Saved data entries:

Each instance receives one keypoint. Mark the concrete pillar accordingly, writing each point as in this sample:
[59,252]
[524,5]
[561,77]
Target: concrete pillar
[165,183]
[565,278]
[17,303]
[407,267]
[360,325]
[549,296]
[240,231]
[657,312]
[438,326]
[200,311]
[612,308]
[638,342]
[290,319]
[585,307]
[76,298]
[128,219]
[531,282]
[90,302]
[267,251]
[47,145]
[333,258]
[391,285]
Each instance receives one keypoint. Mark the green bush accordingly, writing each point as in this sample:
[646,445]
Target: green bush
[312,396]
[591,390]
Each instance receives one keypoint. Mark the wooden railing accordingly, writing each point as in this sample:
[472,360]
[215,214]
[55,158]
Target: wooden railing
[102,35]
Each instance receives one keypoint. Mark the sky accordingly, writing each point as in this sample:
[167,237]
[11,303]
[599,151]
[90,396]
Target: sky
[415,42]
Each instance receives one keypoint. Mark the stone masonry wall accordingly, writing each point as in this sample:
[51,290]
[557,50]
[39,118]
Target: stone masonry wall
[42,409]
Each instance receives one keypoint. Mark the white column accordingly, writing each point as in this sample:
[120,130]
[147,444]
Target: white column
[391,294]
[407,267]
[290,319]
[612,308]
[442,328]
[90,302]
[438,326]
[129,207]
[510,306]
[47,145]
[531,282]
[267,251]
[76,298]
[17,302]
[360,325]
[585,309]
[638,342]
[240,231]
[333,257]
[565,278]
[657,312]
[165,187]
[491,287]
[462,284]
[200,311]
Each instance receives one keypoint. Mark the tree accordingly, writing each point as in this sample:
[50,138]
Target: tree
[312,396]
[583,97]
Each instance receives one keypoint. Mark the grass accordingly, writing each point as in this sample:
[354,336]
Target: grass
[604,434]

Exercise prompt:
Write out every line of the records above, word for word and in the same order.

Final result:
Each instance receives one keypoint. Mark the concrete pillar accordingly, writing each point as in this sample:
[59,252]
[524,5]
[561,77]
Target: concrete pillar
[165,183]
[565,278]
[17,303]
[407,267]
[360,325]
[549,296]
[240,231]
[657,312]
[438,326]
[200,311]
[612,308]
[638,342]
[290,319]
[585,307]
[76,298]
[128,219]
[531,282]
[90,302]
[267,251]
[47,145]
[333,258]
[391,285]
Each instance receives one keypoint. Mark the green bush accordingly, writing each point as in this sample:
[646,445]
Target: green bush
[312,396]
[591,390]
Each instance receives one keypoint. Mark the wooden railing accordingly, writing each point as in this sample:
[472,360]
[215,214]
[55,158]
Target: wooden railing
[102,35]
Each instance receives one keypoint. Mark the sky accordingly, writing each point as in this sample:
[167,237]
[11,303]
[599,151]
[90,396]
Target: sky
[415,42]
Each instance receives one keypoint. Mark the stone masonry wall accordingly, writing each point as in this sample:
[51,290]
[557,50]
[39,118]
Target: stone masonry wall
[42,409]
Each instance receives one keypoint. Mark the white column accordingly, writing each point as in this sample:
[120,130]
[147,444]
Target: white column
[391,294]
[407,267]
[290,319]
[612,308]
[442,328]
[90,302]
[438,326]
[129,207]
[510,306]
[47,145]
[531,282]
[267,251]
[76,298]
[17,302]
[360,325]
[585,309]
[638,342]
[240,231]
[333,257]
[565,278]
[657,312]
[165,187]
[491,287]
[462,284]
[200,311]
Each instance receives one keypoint. Mark the tree accordingly, writing each point as in this sample:
[50,138]
Target: tree
[312,396]
[583,97]
Each instance receives one keypoint. Mark the grass accordingly, writing each point as in this sample:
[354,336]
Target: grass
[604,434]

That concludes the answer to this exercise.